Stated exercise: How many lines in the items below contain the string "wall"? Case matters, and the reply should be the number alone.
## begin Information shown
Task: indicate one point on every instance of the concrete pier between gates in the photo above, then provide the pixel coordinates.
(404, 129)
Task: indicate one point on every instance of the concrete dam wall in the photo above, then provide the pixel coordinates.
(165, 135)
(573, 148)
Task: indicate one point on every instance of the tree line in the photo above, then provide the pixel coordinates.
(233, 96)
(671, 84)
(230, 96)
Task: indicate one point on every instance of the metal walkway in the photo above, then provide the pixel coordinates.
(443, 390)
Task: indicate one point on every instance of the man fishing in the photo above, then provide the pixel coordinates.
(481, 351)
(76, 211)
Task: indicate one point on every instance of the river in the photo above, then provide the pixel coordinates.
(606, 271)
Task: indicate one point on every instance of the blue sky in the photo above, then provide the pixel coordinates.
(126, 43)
## end Information shown
## begin Information shown
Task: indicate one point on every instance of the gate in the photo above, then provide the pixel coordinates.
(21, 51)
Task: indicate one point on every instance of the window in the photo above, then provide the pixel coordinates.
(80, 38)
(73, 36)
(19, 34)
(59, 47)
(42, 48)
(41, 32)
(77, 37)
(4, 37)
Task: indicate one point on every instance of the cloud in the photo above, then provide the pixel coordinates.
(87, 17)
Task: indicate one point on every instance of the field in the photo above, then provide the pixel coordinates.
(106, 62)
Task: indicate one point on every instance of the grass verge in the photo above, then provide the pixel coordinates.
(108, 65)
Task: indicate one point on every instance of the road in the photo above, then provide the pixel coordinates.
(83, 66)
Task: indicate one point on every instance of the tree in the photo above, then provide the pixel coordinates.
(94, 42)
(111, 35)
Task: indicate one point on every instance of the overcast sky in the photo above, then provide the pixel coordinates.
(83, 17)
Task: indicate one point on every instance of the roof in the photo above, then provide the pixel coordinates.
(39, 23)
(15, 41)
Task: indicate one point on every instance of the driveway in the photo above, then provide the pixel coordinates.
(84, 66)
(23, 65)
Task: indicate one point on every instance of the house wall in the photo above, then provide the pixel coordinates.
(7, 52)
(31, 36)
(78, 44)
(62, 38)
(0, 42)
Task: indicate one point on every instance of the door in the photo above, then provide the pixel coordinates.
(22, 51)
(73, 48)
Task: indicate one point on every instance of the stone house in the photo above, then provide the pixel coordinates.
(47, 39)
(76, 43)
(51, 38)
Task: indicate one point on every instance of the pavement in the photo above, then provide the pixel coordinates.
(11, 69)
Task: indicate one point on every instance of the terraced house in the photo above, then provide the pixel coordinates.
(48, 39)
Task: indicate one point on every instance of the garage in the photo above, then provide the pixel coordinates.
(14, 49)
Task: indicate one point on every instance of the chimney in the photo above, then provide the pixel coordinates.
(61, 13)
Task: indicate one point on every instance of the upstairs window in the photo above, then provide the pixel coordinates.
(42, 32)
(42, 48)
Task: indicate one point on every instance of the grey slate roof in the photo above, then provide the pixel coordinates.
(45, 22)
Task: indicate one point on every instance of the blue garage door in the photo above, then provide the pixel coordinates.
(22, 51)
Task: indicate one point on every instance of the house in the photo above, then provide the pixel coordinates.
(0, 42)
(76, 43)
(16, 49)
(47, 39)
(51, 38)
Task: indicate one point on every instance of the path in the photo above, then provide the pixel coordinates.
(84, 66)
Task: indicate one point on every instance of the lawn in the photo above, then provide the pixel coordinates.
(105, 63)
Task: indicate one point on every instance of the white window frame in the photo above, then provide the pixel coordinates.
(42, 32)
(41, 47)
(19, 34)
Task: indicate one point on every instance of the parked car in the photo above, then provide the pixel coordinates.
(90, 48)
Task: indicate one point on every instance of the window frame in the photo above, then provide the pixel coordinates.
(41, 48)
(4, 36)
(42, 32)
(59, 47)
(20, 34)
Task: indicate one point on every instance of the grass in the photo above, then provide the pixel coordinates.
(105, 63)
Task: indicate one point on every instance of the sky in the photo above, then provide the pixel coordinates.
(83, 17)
## end Information shown
Full response: 2